Data shown Start Marker

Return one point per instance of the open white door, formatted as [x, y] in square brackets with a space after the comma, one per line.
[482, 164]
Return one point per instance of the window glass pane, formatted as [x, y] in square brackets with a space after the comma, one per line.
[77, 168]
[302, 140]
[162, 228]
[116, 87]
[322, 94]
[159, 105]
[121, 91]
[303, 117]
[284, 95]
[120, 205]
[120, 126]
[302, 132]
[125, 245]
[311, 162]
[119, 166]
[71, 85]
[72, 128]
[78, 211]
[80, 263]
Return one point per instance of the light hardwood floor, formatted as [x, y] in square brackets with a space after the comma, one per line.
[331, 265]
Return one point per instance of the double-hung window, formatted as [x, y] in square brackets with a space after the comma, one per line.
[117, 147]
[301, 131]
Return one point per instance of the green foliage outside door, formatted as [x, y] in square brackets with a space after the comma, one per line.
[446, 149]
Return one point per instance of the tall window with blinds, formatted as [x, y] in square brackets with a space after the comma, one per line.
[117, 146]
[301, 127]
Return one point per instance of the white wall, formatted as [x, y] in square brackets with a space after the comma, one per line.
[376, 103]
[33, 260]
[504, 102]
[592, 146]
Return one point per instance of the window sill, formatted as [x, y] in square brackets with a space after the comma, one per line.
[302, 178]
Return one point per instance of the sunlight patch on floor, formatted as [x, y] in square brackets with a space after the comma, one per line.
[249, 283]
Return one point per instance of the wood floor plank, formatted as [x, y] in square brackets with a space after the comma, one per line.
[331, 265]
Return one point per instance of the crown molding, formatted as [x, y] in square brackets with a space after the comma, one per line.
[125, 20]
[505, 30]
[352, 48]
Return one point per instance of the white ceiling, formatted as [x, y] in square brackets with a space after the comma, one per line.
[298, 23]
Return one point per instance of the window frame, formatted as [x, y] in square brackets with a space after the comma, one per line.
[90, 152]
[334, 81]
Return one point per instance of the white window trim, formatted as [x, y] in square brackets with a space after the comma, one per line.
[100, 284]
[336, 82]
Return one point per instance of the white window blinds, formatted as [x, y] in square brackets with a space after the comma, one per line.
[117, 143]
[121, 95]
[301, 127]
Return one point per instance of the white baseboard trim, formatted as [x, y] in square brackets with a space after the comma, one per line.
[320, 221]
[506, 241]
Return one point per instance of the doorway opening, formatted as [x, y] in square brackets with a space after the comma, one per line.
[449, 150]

Data shown End Marker

#### What the task requires:
Reproduce nothing but the lines from the line containing "Return one point per instance of the white baseboard" to the last line of the data, each exactly as written.

#### Answer box:
Return one point per instance of the white baseboard trim, formatted as [x, y] in square brackets with a space after the comma, one per line.
[320, 221]
[506, 241]
Return one point per instance of the doorway opening, formatted as [x, y] in square brackets with a space after the comma, one per line.
[449, 150]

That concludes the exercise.